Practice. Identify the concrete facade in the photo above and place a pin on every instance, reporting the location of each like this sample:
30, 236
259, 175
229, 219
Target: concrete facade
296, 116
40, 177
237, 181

━━━━━━━━━━━━━━━━━━━━

Your answer must be every record above, set down exactly as written.

Practice. Identify the concrete facade in the photo above and place a pin on every instance, reporting the location of each like this sample:
30, 236
259, 175
229, 219
Target: concrete facade
296, 116
40, 177
237, 181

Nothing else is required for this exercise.